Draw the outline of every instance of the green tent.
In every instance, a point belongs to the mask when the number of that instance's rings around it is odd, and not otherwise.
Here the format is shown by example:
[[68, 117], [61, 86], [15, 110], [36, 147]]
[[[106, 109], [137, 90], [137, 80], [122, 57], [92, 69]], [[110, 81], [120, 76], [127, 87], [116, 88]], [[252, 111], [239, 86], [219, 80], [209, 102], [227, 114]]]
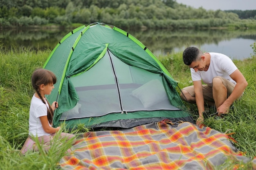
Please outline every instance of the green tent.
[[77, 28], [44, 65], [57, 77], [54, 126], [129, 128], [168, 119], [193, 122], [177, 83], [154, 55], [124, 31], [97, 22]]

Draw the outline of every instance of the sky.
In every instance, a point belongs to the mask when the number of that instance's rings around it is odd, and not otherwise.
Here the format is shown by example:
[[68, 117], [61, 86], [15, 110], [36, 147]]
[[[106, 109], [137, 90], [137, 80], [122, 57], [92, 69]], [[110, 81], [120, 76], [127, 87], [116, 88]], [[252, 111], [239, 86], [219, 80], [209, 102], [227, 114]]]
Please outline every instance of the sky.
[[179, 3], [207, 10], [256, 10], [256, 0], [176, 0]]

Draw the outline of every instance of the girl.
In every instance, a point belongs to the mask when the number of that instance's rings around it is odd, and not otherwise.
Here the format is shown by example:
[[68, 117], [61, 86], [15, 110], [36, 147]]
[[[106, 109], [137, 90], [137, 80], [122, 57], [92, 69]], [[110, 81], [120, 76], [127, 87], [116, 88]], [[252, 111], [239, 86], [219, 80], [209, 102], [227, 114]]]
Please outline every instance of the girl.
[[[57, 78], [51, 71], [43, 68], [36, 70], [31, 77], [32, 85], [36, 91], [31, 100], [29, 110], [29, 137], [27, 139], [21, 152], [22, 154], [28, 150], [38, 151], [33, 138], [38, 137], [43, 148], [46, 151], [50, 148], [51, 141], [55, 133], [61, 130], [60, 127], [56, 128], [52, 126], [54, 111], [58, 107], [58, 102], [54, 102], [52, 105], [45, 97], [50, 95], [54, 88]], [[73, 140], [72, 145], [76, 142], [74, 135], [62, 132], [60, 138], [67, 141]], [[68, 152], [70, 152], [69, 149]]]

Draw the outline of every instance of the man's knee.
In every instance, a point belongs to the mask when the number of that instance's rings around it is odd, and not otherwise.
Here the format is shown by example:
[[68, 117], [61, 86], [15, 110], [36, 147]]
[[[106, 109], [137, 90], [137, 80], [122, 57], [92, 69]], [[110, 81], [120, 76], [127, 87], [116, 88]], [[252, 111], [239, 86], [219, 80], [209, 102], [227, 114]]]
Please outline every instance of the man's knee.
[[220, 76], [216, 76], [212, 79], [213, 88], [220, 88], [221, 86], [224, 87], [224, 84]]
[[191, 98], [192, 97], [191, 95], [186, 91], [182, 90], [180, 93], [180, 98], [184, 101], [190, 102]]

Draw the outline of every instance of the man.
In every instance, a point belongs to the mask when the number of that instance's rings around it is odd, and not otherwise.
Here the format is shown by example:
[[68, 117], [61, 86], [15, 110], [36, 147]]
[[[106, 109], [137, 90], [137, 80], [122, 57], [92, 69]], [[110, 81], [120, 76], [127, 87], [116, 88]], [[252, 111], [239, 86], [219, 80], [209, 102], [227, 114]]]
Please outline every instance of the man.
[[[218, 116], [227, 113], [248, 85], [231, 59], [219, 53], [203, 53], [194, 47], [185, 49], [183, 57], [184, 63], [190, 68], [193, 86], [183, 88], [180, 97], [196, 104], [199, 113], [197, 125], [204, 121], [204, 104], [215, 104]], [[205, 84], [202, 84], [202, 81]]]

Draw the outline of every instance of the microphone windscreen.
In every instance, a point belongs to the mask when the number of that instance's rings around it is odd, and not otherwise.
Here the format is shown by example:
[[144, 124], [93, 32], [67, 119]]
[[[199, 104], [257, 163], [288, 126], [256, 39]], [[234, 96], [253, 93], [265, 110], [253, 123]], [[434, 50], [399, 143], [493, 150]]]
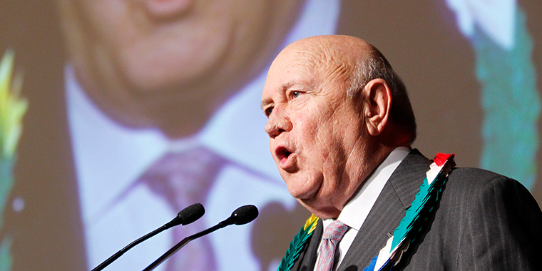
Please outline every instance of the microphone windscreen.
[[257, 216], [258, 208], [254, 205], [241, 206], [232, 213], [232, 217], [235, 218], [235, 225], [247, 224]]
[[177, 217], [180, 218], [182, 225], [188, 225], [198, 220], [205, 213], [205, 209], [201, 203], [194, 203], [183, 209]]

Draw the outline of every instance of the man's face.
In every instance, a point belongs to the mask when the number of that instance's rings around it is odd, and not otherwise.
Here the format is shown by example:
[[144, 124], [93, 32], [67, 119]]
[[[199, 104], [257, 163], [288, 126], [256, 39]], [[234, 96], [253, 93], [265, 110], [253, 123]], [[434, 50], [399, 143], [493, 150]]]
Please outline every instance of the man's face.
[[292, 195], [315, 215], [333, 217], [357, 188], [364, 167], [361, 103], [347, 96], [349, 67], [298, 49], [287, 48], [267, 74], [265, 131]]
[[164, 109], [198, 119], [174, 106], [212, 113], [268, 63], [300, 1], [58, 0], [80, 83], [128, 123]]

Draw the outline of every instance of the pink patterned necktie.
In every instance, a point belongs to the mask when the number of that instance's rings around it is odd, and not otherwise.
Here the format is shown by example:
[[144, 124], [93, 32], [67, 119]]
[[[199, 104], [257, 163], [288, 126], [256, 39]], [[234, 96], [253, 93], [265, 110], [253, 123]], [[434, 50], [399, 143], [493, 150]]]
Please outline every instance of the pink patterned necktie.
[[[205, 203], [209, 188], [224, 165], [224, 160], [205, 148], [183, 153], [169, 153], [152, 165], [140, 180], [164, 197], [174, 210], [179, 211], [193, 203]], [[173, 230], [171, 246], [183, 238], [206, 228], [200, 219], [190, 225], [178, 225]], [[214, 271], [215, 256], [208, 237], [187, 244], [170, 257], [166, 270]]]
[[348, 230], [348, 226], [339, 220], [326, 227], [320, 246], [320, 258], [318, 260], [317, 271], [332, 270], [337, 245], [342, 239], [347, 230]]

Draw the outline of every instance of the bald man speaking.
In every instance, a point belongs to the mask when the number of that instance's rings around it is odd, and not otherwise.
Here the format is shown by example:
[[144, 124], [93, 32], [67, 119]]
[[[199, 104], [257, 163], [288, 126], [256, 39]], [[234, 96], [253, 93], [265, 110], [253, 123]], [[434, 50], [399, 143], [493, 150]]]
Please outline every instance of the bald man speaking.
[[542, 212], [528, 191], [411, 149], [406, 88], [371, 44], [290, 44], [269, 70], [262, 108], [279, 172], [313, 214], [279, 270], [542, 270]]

BRIEF: Copy every line of all the records above verbatim, leaving the pictures out of your copy.

OUTPUT BELOW:
Draw the outline of every instance of the green tent.
In every instance, a point belongs to the mask when the number of that instance's rings around it is odd, and not otherwise.
Here the format is shown by example:
[[68, 117], [61, 86], [15, 110], [36, 147]]
[[[106, 109], [137, 90], [137, 80], [122, 57], [92, 69]], [[110, 81], [120, 76], [127, 87], [116, 88]], [[252, 111], [239, 86], [219, 80], [209, 102], [227, 114]]]
Please outline every instance of the green tent.
[[77, 28], [44, 65], [57, 77], [54, 126], [129, 128], [168, 119], [193, 122], [177, 83], [154, 55], [124, 31], [97, 22]]

Draw the outline of every instance of the sky.
In every instance, a point belongs to the mask when the number of that instance's rings around it is odd, and not otherwise.
Here the format is shown by example:
[[68, 117], [61, 86], [15, 110], [36, 147]]
[[[106, 109], [137, 90], [137, 80], [122, 57], [92, 69]], [[110, 81], [120, 76], [127, 87], [116, 88]], [[252, 111], [239, 86], [219, 80], [209, 102], [227, 114]]]
Please outline every instance of the sky.
[[179, 3], [207, 10], [256, 10], [256, 0], [176, 0]]

Draw the outline of every instance of the girl.
In every instance, a point belongs to the mask when the number of that instance's rings around it is odd, and not otherwise.
Here the format is shown by example:
[[68, 117], [61, 86], [15, 110], [36, 147]]
[[[106, 109], [137, 90], [137, 80], [122, 57], [92, 69]], [[110, 81], [120, 76], [127, 87], [116, 88]], [[252, 111], [239, 86], [219, 80], [209, 102], [227, 114]]]
Please outline every instance of the girl.
[[[57, 78], [51, 71], [43, 68], [36, 70], [31, 77], [32, 85], [36, 91], [31, 100], [29, 110], [29, 137], [27, 139], [21, 152], [22, 154], [28, 150], [38, 151], [33, 138], [38, 137], [43, 148], [46, 151], [50, 148], [51, 141], [55, 133], [61, 130], [60, 127], [56, 128], [52, 126], [54, 111], [58, 107], [58, 102], [54, 102], [52, 105], [45, 97], [50, 95], [54, 88]], [[73, 140], [72, 145], [76, 142], [74, 135], [62, 132], [60, 138], [67, 141]], [[68, 152], [70, 152], [69, 149]]]

Draw the outline of every instance of the man's knee.
In every instance, a point belongs to the mask when the number of that instance's rings around it is odd, and not otherwise.
Here the format is shown by example:
[[68, 117], [61, 86], [15, 110], [36, 147]]
[[[106, 109], [137, 90], [137, 80], [122, 57], [92, 69]], [[110, 81], [120, 76], [127, 87], [116, 88]], [[252, 111], [239, 86], [219, 80], [209, 102], [227, 114]]]
Please outline every instance of the man's knee.
[[220, 76], [216, 76], [212, 79], [213, 88], [220, 88], [221, 86], [224, 87], [224, 84]]
[[191, 98], [192, 97], [191, 95], [186, 91], [182, 90], [180, 93], [180, 98], [184, 101], [190, 102]]

Draw the outline of every instance of the man.
In every instance, a point belongs to the mask when the number of that instance's rings around it is odd, and not otherwise.
Here the format is shown by example:
[[68, 117], [61, 86], [15, 110], [36, 147]]
[[[106, 109], [137, 90], [137, 80], [122, 57], [92, 69]], [[110, 81], [120, 76], [127, 87], [116, 88]], [[252, 111], [239, 86], [219, 80], [209, 102], [227, 114]]]
Please outline every instance of the man.
[[[218, 116], [227, 113], [248, 85], [231, 59], [219, 53], [203, 53], [194, 47], [185, 49], [183, 57], [184, 63], [190, 68], [193, 86], [183, 88], [180, 97], [196, 104], [199, 113], [197, 125], [204, 121], [204, 104], [215, 104]], [[205, 84], [202, 84], [202, 81]]]

Draw the outline of every instance of the microphone windscreen.
In every instance, a point belongs to the mask when the number of that instance's rings around it is odd, and not otherwise.
Here the format is shown by example:
[[144, 124], [93, 32], [67, 119]]
[[[199, 104], [257, 163], [288, 126], [256, 39]], [[234, 96], [253, 93], [265, 110], [253, 123]], [[434, 50], [399, 143], [493, 150]]]
Please outline every instance of the microphone windscreen.
[[257, 216], [258, 208], [254, 205], [241, 206], [232, 213], [232, 217], [235, 218], [235, 225], [247, 224]]
[[177, 217], [180, 218], [182, 225], [188, 225], [198, 220], [205, 213], [205, 209], [201, 203], [194, 203], [183, 209]]

Draw the outline of every instance of the man's face.
In every instance, a point belongs to the mask when the number of that instance's rings around it is odd, and not otherwise.
Here the format is shown by example:
[[144, 124], [93, 32], [67, 119]]
[[[199, 104], [257, 163], [288, 126], [256, 39]], [[234, 96], [253, 93], [265, 110], [253, 123]], [[434, 50], [399, 143], [493, 150]]]
Please outline every instance of the man's face.
[[292, 195], [315, 215], [333, 217], [357, 188], [364, 167], [361, 103], [347, 96], [349, 67], [298, 49], [287, 48], [267, 74], [265, 131]]
[[164, 109], [198, 119], [174, 106], [212, 113], [268, 63], [300, 1], [58, 0], [80, 83], [128, 123]]

Draw the outline of every instance of the pink patterned necktie.
In every instance, a point belongs to the mask when the number of that instance's rings around it is odd, and not otherwise.
Here the format is shown by example:
[[144, 124], [93, 32], [67, 119]]
[[[199, 104], [257, 163], [288, 126], [256, 39]], [[234, 96], [253, 93], [265, 110], [253, 123]], [[434, 50], [399, 143], [493, 150]]]
Please outline every instance of the pink patterned necktie.
[[[205, 203], [209, 188], [224, 165], [224, 160], [205, 148], [183, 153], [169, 153], [152, 165], [140, 180], [164, 197], [174, 210], [179, 211], [193, 203]], [[173, 230], [171, 246], [183, 238], [206, 228], [200, 219], [190, 225], [178, 225]], [[214, 271], [215, 256], [208, 237], [187, 244], [170, 257], [166, 270]]]
[[348, 230], [348, 226], [339, 220], [326, 227], [320, 246], [320, 258], [318, 260], [317, 271], [332, 270], [337, 245], [342, 239], [347, 230]]

Draw the outline of every instance of the bald man speaking.
In every instance, a point belongs to the mask when the number of that instance's rings around it is odd, and not otherwise.
Here the format is shown by example:
[[144, 124], [93, 32], [67, 119]]
[[[199, 104], [257, 163], [288, 126], [256, 39]], [[234, 96], [253, 93], [265, 110], [253, 123]], [[434, 50], [399, 143], [493, 150]]]
Please outline every instance of the bald man speaking.
[[542, 212], [528, 191], [411, 149], [406, 88], [371, 44], [290, 44], [269, 70], [262, 108], [279, 172], [313, 214], [279, 270], [542, 270]]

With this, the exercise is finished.